Provided data Block Start

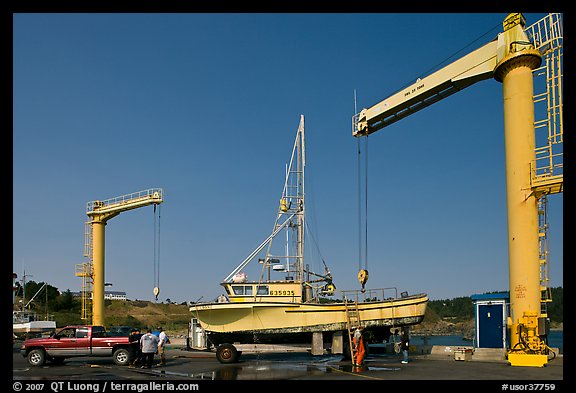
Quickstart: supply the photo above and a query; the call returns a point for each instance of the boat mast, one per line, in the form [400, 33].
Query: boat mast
[300, 216]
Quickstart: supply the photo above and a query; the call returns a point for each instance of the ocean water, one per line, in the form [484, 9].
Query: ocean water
[555, 340]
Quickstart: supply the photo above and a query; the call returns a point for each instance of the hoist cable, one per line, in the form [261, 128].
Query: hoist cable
[366, 206]
[156, 248]
[359, 209]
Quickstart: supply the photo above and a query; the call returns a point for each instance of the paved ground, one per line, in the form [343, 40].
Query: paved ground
[202, 365]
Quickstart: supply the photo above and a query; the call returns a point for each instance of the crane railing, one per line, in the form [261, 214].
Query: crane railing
[126, 202]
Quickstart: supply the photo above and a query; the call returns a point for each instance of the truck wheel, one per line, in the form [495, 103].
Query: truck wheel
[58, 360]
[227, 353]
[121, 357]
[37, 357]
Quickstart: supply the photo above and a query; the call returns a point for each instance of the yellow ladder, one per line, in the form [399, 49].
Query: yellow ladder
[353, 322]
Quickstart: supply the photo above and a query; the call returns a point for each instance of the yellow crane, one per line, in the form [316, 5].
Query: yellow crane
[92, 271]
[531, 173]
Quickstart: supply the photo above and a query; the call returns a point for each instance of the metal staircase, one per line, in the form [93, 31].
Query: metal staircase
[547, 169]
[84, 270]
[353, 322]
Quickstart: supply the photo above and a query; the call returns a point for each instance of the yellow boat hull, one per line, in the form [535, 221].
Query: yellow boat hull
[287, 317]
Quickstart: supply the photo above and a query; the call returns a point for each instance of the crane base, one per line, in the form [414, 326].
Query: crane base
[528, 360]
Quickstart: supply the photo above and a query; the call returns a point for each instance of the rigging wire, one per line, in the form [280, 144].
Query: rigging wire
[156, 252]
[362, 202]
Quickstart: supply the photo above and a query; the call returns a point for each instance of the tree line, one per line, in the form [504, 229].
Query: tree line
[458, 309]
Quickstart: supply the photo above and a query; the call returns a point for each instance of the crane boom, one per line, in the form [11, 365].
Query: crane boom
[476, 66]
[509, 59]
[100, 212]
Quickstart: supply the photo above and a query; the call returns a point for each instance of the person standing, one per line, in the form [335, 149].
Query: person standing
[162, 341]
[405, 343]
[360, 351]
[134, 340]
[149, 347]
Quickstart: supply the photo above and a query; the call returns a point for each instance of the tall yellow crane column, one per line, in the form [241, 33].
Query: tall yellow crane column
[510, 59]
[100, 212]
[514, 70]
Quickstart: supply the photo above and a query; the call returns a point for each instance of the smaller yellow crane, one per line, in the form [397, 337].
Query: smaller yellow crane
[100, 212]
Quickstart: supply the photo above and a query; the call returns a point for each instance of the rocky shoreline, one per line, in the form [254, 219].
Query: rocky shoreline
[465, 329]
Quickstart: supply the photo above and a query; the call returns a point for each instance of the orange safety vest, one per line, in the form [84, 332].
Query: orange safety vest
[360, 351]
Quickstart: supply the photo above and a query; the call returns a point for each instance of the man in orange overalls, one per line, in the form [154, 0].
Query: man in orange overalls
[359, 346]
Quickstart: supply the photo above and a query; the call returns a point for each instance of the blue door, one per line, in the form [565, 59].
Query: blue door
[490, 326]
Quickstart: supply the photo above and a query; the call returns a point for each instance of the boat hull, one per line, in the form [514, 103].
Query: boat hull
[268, 322]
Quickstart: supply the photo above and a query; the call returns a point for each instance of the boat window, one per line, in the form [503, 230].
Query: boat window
[262, 290]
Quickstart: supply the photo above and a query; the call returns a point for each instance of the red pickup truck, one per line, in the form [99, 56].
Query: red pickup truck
[75, 341]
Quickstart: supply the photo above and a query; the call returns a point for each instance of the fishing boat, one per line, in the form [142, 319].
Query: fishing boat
[26, 322]
[290, 303]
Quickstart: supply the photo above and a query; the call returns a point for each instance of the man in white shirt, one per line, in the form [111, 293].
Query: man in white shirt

Provided data Block End

| Task goal |
Each line of the data in which the string "white" appears needs to be copied.

| Exercise response |
Quickstart: supply the photo above and a query; the call returns a point for each instance of the man in white shirt, one per line, in the form [111, 293].
Query: man in white shirt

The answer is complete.